• _WORK TO DO_: Set down all of the data that follows word for word, without the images.

• _DATA SUPPLIED_:
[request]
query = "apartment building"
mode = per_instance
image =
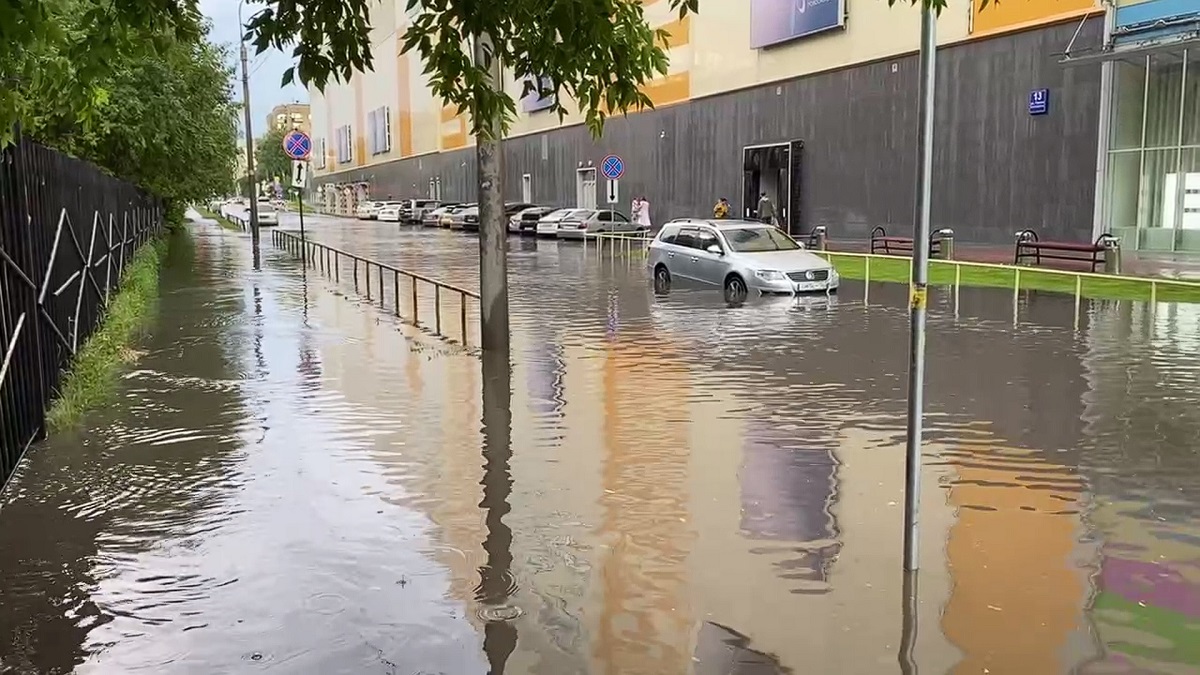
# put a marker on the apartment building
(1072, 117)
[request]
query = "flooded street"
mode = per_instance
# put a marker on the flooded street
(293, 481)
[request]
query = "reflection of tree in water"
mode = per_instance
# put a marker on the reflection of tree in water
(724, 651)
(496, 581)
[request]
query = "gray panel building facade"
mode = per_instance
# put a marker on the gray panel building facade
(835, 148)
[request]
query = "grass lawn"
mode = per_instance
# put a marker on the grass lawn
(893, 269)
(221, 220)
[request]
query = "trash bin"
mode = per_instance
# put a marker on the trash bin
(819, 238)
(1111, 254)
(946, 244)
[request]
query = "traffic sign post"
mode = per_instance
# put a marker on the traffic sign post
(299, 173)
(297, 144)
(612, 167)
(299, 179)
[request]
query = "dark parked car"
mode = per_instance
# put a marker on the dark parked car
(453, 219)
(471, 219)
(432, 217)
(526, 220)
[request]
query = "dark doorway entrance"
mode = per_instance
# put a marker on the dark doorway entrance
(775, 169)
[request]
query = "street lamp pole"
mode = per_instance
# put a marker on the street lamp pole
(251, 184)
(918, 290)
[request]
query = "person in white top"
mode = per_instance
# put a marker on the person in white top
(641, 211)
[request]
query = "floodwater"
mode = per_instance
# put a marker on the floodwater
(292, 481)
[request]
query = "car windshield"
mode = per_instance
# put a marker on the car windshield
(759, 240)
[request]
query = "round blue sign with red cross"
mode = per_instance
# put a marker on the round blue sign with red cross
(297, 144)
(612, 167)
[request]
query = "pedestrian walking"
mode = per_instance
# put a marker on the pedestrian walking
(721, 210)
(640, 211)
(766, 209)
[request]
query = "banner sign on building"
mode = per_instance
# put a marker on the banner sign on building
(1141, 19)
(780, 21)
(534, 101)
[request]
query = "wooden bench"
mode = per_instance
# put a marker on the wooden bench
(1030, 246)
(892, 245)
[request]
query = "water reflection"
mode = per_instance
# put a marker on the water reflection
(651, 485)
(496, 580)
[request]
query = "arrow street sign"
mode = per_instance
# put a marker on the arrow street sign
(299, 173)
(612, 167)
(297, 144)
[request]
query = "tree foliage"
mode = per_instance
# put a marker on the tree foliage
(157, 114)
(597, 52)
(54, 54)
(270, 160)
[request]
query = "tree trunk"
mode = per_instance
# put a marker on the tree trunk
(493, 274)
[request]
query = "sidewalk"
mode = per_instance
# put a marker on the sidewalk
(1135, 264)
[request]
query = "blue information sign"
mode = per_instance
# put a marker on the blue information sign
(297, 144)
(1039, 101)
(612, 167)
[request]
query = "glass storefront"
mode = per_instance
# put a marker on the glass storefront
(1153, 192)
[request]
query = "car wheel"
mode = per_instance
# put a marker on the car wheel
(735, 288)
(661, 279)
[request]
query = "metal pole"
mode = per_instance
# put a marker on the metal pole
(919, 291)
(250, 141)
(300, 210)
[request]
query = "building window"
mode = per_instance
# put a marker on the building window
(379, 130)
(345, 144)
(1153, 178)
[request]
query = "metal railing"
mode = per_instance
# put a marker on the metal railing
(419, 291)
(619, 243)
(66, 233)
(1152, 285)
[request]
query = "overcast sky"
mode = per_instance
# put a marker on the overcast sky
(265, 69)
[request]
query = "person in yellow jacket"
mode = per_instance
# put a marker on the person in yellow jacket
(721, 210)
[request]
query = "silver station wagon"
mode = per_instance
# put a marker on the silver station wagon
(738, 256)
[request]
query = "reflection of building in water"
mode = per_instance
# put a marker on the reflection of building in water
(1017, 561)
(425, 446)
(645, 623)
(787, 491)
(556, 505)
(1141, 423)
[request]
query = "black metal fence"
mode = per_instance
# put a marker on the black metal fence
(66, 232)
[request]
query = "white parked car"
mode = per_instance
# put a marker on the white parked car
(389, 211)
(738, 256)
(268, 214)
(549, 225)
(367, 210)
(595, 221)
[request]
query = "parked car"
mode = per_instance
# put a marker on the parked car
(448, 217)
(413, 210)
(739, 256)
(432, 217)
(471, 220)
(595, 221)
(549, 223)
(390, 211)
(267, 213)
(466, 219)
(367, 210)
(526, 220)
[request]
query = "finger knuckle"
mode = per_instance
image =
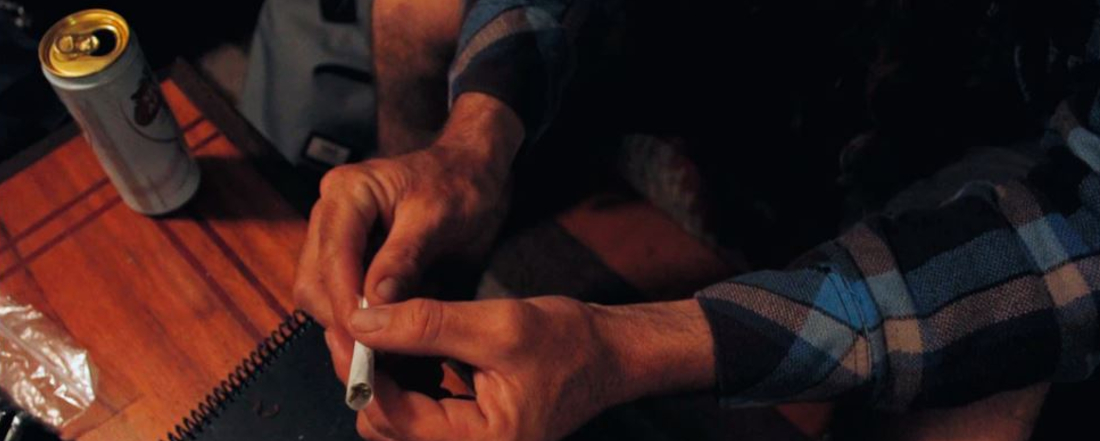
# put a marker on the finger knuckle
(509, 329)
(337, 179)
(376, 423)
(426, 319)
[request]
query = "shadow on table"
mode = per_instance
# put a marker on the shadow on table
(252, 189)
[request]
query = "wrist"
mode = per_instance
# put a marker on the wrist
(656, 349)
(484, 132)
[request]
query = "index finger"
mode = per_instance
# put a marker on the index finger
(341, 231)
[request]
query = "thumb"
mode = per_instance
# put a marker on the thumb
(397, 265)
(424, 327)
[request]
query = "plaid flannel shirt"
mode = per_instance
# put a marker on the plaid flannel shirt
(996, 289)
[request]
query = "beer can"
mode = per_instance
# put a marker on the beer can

• _WRITTEN ANSWER_:
[request]
query = "apartment building"
mode = per_instance
image =
# put a marker on the apartment building
(1072, 117)
[request]
query = "flooded street"
mode = per_instance
# put a marker on the flooded street
(293, 481)
[request]
query = "reflection of tree in water"
mode = per_instance
# put a marker on the reflection of tree in water
(724, 651)
(496, 581)
[request]
query = "gray panel building facade"
mode = per_instance
# put a marker on the gray panel building facade
(835, 148)
[request]
query = "grass lawn"
mode = per_instance
# put a marker on the grass lawn
(893, 269)
(221, 220)
[request]
query = "trash bin"
mode = per_instance
# put a marker on the trash bin
(819, 238)
(1111, 254)
(946, 244)
[request]
query = "traffic sign post"
mode = per_instance
# put a marker on the traffic sign post
(299, 173)
(297, 144)
(612, 167)
(299, 179)
[request]
query = "dark parked car"
mode = per_instance
# put a marker on the dark parked car
(453, 219)
(471, 219)
(432, 217)
(526, 220)
[request]
query = "dark doorway entrance"
mode = per_instance
# put a marker on the dark doorway entrance
(775, 169)
[request]
query = "street lamp pole"
mode = per_instance
# put a marker on the street lamp pole
(251, 184)
(918, 290)
[request]
query = "person in white top"
mode = per_instance
# put a marker on the person in white top
(641, 211)
[request]
query = "floodwater"
mode = per_instance
# put a marker on the floodwater
(292, 481)
[request]
query = "car windshield"
mode = per_instance
# put a marker on the car windshield
(759, 240)
[request]
query = "round blue sign with red cross"
mode = per_instance
# put a marker on the round blue sign with red cross
(297, 144)
(612, 167)
[request]
query = "pedestrian walking"
mode = per_instance
# put a marker on the pedestrian walking
(721, 210)
(640, 211)
(766, 209)
[request]
query = "banner sign on building"
mode = per_instance
# put a marker on the banner sign on building
(1141, 19)
(780, 21)
(534, 101)
[request]
query = "wooden bench"
mode = per_instance
# put a marker on the wooden bench
(1030, 246)
(892, 245)
[request]
query = "water reflection"
mode = per_instance
# put a marker on the water reflection
(651, 485)
(496, 580)
[request]
query = "arrow street sign"
mode = per_instance
# put a marker on the arrow street sign
(299, 173)
(612, 167)
(297, 144)
[request]
query = "tree foliage"
mode = per_instance
# put a marker on the tree foliage
(157, 114)
(597, 52)
(54, 54)
(270, 160)
[request]
query = "tree trunk"
mode = per_instance
# put a marker on the tree trunk
(493, 274)
[request]
query = "sidewalk"
mode = per_instance
# put a marker on the sidewalk
(1135, 264)
[request]
query = "blue information sign"
mode = per_instance
# put a marker on the blue information sign
(297, 144)
(1039, 101)
(612, 167)
[request]
query = "glass storefront"
mode = per_instance
# put a marker on the glass storefront
(1153, 192)
[request]
query = "car wheel"
mode = per_instance
# put a marker on the car wheel
(735, 288)
(661, 279)
[request]
query = "metal pole"
mode = per_instance
# put a marker on the metal pole
(919, 291)
(250, 141)
(300, 210)
[request]
query = "building window"
mode = per_instance
# put a marker on the building window
(379, 130)
(345, 144)
(1153, 178)
[request]
query = "metal railing"
mode = per_instance
# put a marker on the metal railing
(419, 291)
(619, 243)
(66, 233)
(1152, 285)
[request]
query = "overcast sky"
mode = per_instance
# put a marker on the overcast sky
(265, 69)
[request]
query = "person in yellow jacket"
mode = per_instance
# put a marker on the person in yellow jacket
(721, 210)
[request]
query = "silver station wagon"
mode = per_instance
# put a marker on the silver station wagon
(738, 256)
[request]
query = "reflection of building in water"
mode = per_instance
# put a marker on the reflection of building in water
(1017, 561)
(425, 446)
(645, 623)
(787, 491)
(556, 505)
(1141, 423)
[request]
query = "black metal fence"
mode = per_instance
# put a marker on the black metal fence
(66, 232)
[request]
query = "white parked car"
mode = per_instance
# put a marker on the white parked car
(389, 211)
(738, 256)
(268, 214)
(549, 225)
(367, 210)
(595, 221)
[request]
query = "parked car"
mode = per_instance
# put a marker on the parked car
(448, 217)
(413, 210)
(739, 256)
(432, 217)
(471, 220)
(595, 221)
(549, 223)
(390, 211)
(267, 213)
(466, 219)
(367, 210)
(526, 220)
[request]
query = "finger knuckle"
mode = per_instance
image =
# put a marker on the finger knuckle
(509, 329)
(337, 179)
(376, 423)
(426, 319)
[request]
query = "shadow on table"
mode = per_instance
# put a marker on the shadow on table
(252, 189)
[request]
query = "wrist"
mode = per_instance
# put a marker on the wrist
(656, 349)
(484, 132)
[request]
query = "index finger"
mode = per_instance
# put a marker on the index finger
(341, 231)
[request]
query = "thumb"
mode = per_instance
# put a marker on the thumb
(397, 265)
(424, 327)
[request]
query = "plaid flannel shirt"
mode = per_instance
# put a marker on the plaid flannel shirt
(996, 289)
[request]
query = "beer can"
mode = per_instance
# put a marker on the beer can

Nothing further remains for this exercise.